## start

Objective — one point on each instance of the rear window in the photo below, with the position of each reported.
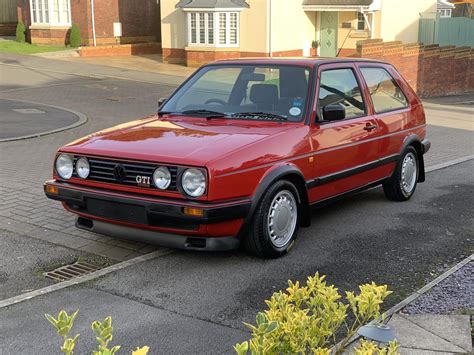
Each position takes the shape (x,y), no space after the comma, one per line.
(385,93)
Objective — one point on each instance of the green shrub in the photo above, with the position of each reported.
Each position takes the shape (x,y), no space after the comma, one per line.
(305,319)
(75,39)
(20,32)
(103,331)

## end
## start

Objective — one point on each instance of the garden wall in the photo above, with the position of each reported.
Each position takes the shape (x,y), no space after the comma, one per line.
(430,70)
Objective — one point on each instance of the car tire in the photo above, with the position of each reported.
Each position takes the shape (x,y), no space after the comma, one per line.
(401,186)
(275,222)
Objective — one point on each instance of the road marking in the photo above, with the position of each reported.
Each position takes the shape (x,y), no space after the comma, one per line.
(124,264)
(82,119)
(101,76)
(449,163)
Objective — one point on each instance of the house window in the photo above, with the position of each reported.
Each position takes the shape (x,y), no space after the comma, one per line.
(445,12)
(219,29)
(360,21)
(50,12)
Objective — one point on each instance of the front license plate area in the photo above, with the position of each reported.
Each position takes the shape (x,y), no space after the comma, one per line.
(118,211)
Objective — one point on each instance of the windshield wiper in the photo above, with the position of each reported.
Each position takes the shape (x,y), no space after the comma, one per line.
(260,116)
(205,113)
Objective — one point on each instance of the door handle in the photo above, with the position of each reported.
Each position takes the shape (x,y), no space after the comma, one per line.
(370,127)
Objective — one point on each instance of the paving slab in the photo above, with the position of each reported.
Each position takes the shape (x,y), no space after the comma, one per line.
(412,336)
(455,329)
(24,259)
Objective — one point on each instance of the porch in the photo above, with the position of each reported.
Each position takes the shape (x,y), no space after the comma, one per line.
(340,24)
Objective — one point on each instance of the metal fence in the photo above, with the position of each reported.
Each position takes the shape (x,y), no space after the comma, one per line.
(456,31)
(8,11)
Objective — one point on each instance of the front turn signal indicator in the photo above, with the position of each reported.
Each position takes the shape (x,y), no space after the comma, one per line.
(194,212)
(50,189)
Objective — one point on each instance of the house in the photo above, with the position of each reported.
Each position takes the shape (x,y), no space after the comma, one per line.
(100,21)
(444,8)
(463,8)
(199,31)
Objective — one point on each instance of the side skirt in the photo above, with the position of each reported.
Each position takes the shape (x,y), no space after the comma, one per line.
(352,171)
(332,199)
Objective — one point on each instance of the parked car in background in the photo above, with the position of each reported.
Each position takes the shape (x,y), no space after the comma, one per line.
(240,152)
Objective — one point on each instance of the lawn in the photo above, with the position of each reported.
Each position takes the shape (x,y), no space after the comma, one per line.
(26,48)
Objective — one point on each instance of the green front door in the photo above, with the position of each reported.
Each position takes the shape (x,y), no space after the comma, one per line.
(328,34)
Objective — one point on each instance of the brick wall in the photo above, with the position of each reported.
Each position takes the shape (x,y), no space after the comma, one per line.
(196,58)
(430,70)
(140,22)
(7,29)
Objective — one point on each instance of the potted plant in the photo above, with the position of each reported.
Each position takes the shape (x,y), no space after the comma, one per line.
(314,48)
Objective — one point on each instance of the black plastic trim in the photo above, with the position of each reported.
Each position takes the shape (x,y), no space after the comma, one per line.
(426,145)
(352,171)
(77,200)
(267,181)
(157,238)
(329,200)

## end

**Written problem:** Locate every line in the listing above that contains the word "front", and copy each such line in full.

**Complete output:**
Objective — one point on each instance of the front license plate area in the photo above, with the position of each reported.
Objective — one point on each instance of the front turn signal indicator in the photo above, with the position of each reported.
Objective — one point on each instance of the green front door in the photo above, with the position of each reported.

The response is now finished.